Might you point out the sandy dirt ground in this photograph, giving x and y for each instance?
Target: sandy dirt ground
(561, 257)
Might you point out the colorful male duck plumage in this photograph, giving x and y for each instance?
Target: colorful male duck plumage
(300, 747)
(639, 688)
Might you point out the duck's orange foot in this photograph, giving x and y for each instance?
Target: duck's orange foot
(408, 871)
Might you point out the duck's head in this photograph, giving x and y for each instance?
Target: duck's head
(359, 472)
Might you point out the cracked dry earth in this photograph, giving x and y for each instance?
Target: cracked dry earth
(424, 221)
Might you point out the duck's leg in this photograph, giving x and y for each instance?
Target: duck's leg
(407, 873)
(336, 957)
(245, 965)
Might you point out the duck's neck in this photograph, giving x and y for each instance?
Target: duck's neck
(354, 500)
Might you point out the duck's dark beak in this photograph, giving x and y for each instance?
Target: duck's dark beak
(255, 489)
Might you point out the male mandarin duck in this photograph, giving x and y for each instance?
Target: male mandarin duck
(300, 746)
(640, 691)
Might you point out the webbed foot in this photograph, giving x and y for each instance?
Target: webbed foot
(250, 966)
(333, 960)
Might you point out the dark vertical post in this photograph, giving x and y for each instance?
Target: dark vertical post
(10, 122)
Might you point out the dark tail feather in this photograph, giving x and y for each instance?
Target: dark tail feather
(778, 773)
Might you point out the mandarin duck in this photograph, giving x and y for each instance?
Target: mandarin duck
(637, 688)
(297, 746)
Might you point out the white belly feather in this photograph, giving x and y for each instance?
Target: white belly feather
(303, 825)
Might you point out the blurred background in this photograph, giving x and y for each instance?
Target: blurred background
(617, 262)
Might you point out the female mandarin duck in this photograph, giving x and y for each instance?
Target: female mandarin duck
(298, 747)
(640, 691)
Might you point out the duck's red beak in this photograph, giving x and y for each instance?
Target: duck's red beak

########################################

● ACTIVITY:
Your answer must consist of every line above, reproduced exactly.

● ANSWER TO THE PROBLEM:
Might you point out the sandy dirt ground in this photograph, giving x and y for each instance?
Target: sandy dirt ground
(561, 257)
Might you point out the colorful male duck plumage in this photograph, giving x and y for each instance?
Target: colorful male duck plumage
(300, 747)
(639, 688)
Might you point out the duck's orange foot in this photograph, giving x and y for each instance?
Target: duck's orange foot
(408, 871)
Might you point out the duck's head in this photograph, giving x and y for each instance?
Target: duck's head
(359, 472)
Might you point out the cracked dry earth in this photograph, giving x and y for each instance?
Target: cracked dry earth
(424, 221)
Might you point out the duck's leg in this photograph, giving x and y for each instance?
Target: duck's leg
(407, 873)
(336, 957)
(245, 965)
Might you point out the duck's neck in this photograph, giving x and y for each instance?
Target: duck's neck
(354, 500)
Might you point out the duck's dark beak in this photograph, giving x and y for each instance?
Target: duck's dark beak
(255, 489)
Might you point out the male mandarin duck in this photograph, giving x and y for each instance?
Target: male mandarin duck
(300, 746)
(640, 691)
Might you point out the webbed foot in this photograph, giving x and y for each instance?
Target: webbed foot
(250, 966)
(333, 960)
Might you point out the dark vertical post in this photograph, giving x and y for each instance?
Target: dark vertical post
(10, 122)
Might you point out the dark tail feather in this photograph, giving x and y for each instance?
Target: dark tail feather
(778, 773)
Might you point out the mandarin duck in this photograph, giving x and y for each instance?
Target: mandarin duck
(637, 688)
(297, 746)
Might you point out the white belly feather in this photograph, giving x and y for each instance?
Target: white belly feather
(303, 825)
Might you point out the blurred background in this photograph, giving x and y for each instance?
Target: blurred background
(617, 262)
Might you point out the female mandarin duck in this photograph, giving x and y for each instance?
Target: female mandarin duck
(298, 747)
(640, 691)
Might you point out the duck's red beak in this photograph, giving x and y for each instance?
Target: duck's red beak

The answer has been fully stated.